• BRIEF 1:
Please arrange the point placement records as a Markdown table with the columns Row and Line, numbering each row and omitting blank lines. Include only everything from the line containing "white door with a point." down to the end of the records.

• TEXT SHOWN:
----
How the German Right Created Bulgaria’s Kleptocratic Prime Minister

As anti-corruption protests pile pressure on Bulgarian premier Boyko Borissov, EU leaders have begun to distance themselves from his government. Yet throughout the last two decades, Borissov was actively sponsored by the German right — a dismal example of how foundations in Berlin created postcommunist Eastern Europe's new elites.

Boyko Borissov in Dublin, 2014. (David Plas / Wikimedia Commons)

Since June, Bulgarian political life has been dominated by anti-corruption protests calling for the resignation of prime minister Boyko Borissov and the coalition led by his GERB party.

Though the nightly rallies have started to dwindle — and it seems they won’t topple the government before parliamentary elections scheduled for early 2021 — they have done likely irreversible damage to Borissov’s image. He is polling at all-time lows — and no less significantly, GERB’s reputation has been seriously undermined on the international stage.
----
• BRIEF 2:
Reproduce the article on Borissov and the German right word for word.

[Point placement records]
----
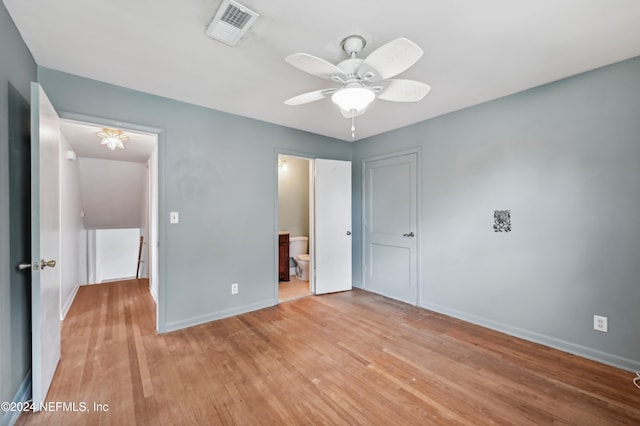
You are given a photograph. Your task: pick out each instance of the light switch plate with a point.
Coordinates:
(174, 217)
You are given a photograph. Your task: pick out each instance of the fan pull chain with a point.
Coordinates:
(353, 124)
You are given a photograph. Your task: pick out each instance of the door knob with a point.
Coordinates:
(50, 264)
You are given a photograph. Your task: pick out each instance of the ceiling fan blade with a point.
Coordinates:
(398, 90)
(348, 114)
(314, 65)
(305, 98)
(392, 58)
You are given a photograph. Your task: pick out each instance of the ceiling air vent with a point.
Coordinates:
(231, 22)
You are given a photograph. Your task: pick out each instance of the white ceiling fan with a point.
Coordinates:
(363, 80)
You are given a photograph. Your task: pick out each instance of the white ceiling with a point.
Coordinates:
(84, 142)
(475, 51)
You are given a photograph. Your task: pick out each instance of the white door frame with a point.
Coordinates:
(363, 227)
(153, 248)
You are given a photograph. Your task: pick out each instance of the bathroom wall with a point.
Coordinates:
(293, 196)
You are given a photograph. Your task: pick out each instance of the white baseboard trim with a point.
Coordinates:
(212, 316)
(154, 293)
(23, 394)
(572, 348)
(69, 302)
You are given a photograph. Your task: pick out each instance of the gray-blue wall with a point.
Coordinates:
(219, 171)
(17, 69)
(565, 159)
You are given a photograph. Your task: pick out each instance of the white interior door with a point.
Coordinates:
(45, 243)
(332, 227)
(390, 227)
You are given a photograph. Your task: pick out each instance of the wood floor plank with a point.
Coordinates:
(351, 358)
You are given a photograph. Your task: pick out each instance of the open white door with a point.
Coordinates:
(45, 243)
(332, 230)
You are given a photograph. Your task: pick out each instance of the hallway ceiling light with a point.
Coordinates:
(112, 138)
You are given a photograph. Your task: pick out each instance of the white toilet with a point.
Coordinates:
(298, 247)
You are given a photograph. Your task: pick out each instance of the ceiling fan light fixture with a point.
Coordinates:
(112, 138)
(353, 98)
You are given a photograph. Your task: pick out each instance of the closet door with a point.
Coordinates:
(332, 227)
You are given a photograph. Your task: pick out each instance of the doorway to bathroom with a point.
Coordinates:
(314, 226)
(294, 227)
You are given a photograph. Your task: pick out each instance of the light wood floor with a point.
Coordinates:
(347, 358)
----
• SOLUTION 1:
| Row | Line |
|---|---|
| 1 | You are given a photograph. Your task: pick out each instance of the open white door with a point. |
| 2 | Coordinates: |
| 3 | (45, 243) |
| 4 | (332, 230) |
| 5 | You are given a photograph. Your task: pick out each instance of the hallway ceiling light with a point. |
| 6 | Coordinates: |
| 7 | (112, 138) |
| 8 | You are given a photograph. Your task: pick out each instance of the white toilet with a point. |
| 9 | Coordinates: |
| 10 | (298, 247) |
| 11 | You are given a photograph. Your task: pick out each instance of the ceiling fan light fixture with a point. |
| 12 | Coordinates: |
| 13 | (112, 138) |
| 14 | (353, 98) |
| 15 | You are given a photograph. Your task: pick out each instance of the closet door with a point. |
| 16 | Coordinates: |
| 17 | (332, 227) |
| 18 | You are given a photograph. Your task: pick out each instance of the doorway to bathroom with a point. |
| 19 | Coordinates: |
| 20 | (314, 226) |
| 21 | (294, 227) |
| 22 | You are given a photograph. Your task: pick out each instance of the light wood floor with a point. |
| 23 | Coordinates: |
| 24 | (347, 358) |

• SOLUTION 2:
How the German Right Created Bulgaria’s Kleptocratic Prime Minister

As anti-corruption protests pile pressure on Bulgarian premier Boyko Borissov, EU leaders have begun to distance themselves from his government. Yet throughout the last two decades, Borissov was actively sponsored by the German right — a dismal example of how foundations in Berlin created postcommunist Eastern Europe's new elites.

Boyko Borissov in Dublin, 2014. (David Plas / Wikimedia Commons)

Since June, Bulgarian political life has been dominated by anti-corruption protests calling for the resignation of prime minister Boyko Borissov and the coalition led by his GERB party.

Though the nightly rallies have started to dwindle — and it seems they won’t topple the government before parliamentary elections scheduled for early 2021 — they have done likely irreversible damage to Borissov’s image. He is polling at all-time lows — and no less significantly, GERB’s reputation has been seriously undermined on the international stage.